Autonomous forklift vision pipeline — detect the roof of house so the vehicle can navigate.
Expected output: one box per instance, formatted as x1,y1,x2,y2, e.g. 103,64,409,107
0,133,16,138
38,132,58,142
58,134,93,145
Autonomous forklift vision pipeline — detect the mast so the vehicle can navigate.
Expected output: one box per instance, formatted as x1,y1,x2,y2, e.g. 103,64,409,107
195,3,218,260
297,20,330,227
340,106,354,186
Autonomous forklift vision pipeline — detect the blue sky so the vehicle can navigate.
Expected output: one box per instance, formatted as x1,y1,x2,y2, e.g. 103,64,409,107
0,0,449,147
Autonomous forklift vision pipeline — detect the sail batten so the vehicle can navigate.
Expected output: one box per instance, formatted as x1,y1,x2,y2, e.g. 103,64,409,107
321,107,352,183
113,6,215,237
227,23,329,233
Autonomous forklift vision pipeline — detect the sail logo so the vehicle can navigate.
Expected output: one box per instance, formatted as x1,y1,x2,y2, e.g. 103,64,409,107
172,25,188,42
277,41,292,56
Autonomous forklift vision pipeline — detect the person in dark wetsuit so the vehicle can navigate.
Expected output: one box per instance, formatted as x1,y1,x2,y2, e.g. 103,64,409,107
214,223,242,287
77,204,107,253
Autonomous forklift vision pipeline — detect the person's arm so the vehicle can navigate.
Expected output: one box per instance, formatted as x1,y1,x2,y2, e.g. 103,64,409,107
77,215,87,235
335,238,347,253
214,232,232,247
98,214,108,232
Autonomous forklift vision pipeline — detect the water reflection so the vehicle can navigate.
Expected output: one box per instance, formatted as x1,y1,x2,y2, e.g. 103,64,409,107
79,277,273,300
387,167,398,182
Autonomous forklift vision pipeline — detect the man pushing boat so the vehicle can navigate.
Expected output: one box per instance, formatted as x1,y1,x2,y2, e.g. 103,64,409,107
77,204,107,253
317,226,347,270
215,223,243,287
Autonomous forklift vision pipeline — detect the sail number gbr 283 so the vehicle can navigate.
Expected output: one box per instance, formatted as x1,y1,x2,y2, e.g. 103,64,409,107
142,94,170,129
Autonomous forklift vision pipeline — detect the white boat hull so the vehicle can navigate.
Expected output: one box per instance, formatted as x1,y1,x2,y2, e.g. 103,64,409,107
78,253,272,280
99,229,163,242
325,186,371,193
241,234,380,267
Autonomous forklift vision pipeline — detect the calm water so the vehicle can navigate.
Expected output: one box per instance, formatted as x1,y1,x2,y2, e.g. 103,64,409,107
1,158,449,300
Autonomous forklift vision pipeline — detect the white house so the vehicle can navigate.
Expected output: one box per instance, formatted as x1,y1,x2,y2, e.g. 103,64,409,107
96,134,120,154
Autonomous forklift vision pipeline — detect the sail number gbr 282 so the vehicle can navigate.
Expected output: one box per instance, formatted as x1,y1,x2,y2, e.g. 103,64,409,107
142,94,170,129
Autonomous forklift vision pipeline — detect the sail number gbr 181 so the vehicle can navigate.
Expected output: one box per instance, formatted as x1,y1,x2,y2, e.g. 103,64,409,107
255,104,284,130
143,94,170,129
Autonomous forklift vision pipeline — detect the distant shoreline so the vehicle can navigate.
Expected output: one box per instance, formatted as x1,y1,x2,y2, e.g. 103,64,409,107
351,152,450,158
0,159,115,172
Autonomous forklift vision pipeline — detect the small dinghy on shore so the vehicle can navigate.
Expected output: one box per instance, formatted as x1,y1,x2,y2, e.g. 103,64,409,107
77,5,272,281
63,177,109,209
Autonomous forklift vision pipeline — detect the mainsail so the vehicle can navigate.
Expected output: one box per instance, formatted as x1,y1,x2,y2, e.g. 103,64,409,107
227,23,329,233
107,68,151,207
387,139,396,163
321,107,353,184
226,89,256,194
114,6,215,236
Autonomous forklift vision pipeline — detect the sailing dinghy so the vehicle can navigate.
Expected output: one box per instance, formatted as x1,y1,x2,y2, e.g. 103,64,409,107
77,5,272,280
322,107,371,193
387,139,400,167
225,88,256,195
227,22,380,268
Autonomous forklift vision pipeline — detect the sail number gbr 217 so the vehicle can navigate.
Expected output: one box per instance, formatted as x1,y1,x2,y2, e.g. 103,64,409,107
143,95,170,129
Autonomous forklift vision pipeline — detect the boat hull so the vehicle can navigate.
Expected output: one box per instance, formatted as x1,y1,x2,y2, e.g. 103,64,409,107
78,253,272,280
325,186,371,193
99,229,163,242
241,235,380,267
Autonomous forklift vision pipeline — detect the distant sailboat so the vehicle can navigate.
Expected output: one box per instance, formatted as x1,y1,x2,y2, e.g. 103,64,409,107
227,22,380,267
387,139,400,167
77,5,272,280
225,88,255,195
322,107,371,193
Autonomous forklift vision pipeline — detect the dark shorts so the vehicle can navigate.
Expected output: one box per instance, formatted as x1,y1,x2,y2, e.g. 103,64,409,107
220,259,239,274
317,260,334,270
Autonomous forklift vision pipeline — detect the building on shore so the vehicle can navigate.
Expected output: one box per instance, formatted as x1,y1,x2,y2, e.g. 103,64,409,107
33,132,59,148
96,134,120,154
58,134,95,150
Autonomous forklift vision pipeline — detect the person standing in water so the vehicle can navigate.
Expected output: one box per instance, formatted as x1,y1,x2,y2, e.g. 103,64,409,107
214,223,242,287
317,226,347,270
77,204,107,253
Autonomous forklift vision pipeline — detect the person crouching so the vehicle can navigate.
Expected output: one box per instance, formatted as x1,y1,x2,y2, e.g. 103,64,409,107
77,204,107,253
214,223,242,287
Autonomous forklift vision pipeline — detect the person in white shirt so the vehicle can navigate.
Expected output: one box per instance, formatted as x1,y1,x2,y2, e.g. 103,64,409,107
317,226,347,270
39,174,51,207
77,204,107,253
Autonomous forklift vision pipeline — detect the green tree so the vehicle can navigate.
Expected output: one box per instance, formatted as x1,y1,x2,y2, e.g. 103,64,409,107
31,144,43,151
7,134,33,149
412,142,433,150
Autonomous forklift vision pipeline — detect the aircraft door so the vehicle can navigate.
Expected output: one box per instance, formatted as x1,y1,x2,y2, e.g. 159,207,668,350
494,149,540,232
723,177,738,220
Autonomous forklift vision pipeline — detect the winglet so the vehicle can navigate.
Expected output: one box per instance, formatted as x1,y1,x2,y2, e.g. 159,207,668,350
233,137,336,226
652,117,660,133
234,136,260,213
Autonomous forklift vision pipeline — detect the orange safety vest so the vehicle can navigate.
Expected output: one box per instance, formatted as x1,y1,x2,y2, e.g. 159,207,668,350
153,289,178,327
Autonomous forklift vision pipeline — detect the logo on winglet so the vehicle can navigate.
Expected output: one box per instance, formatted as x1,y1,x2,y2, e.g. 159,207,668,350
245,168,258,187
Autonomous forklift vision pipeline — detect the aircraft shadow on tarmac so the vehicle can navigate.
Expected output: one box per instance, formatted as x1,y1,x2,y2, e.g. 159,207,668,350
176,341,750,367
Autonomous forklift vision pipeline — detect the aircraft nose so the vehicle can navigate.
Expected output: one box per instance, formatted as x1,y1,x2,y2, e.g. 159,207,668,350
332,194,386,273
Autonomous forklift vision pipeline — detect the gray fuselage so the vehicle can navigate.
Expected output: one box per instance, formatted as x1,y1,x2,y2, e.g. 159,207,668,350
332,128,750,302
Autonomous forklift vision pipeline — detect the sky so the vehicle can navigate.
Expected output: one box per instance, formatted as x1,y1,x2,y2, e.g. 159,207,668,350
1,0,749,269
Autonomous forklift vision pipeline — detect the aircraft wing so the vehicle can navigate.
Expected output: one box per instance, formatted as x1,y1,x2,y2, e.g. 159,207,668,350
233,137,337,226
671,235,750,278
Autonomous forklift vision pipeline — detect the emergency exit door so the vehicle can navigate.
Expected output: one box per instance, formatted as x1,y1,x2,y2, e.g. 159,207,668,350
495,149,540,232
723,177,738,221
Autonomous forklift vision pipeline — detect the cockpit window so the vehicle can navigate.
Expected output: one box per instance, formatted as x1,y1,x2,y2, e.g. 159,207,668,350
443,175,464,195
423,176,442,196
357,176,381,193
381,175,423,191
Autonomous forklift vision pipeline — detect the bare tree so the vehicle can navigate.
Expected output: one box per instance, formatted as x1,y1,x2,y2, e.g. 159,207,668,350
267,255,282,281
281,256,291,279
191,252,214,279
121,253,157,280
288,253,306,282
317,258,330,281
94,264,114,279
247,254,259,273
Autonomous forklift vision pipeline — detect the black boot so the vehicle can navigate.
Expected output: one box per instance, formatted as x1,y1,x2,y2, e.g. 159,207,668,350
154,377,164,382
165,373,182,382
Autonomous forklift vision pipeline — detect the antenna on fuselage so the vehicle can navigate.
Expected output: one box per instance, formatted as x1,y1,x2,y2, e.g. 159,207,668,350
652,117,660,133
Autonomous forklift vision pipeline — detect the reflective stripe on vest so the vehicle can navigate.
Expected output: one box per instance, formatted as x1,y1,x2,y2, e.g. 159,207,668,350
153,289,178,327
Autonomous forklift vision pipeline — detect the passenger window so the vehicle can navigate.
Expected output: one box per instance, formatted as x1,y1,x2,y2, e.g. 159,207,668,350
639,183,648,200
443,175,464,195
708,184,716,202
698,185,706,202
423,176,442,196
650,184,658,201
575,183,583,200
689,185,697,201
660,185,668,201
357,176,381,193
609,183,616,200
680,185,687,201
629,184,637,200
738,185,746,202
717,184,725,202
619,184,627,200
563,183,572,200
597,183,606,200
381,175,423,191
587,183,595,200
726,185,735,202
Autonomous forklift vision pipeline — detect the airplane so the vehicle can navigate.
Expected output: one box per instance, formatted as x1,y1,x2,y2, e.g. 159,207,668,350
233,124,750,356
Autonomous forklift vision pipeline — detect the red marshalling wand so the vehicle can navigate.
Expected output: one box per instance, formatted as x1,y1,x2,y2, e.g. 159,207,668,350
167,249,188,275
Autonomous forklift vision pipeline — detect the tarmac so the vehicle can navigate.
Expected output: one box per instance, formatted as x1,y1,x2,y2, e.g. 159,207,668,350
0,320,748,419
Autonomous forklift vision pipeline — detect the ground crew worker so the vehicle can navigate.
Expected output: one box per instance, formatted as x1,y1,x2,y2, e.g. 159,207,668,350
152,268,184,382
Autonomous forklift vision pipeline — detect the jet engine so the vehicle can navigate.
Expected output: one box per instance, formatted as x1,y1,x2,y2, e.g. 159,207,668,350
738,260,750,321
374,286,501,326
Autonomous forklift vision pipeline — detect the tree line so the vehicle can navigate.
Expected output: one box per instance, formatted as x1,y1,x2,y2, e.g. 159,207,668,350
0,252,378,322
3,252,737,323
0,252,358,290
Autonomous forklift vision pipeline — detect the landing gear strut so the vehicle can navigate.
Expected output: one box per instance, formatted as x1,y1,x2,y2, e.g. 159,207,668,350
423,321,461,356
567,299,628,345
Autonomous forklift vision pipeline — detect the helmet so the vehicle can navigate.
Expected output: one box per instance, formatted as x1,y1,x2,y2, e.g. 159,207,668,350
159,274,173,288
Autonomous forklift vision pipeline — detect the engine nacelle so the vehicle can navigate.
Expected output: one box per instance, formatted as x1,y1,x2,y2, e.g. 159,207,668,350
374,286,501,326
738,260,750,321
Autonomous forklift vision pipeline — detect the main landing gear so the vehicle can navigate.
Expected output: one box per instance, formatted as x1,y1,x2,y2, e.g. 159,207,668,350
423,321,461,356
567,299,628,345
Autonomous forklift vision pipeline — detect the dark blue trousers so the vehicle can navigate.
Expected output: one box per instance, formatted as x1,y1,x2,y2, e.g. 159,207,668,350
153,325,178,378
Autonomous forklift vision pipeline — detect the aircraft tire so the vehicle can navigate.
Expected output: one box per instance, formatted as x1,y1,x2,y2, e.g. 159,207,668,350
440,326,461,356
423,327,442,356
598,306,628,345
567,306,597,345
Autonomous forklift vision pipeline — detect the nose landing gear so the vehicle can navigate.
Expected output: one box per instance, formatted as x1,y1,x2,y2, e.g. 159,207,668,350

• INSTRUCTIONS TO FOLLOW: Going through the data above, return each line with the word "dinghy".

• OUTPUT OF THE TASK:
Autonomous forklift vision pipeline — detect the small dinghy on shore so the vehicle can navigate.
Autonomous forklift vision pipeline — detect the sailing dinghy so the vehicle can navigate.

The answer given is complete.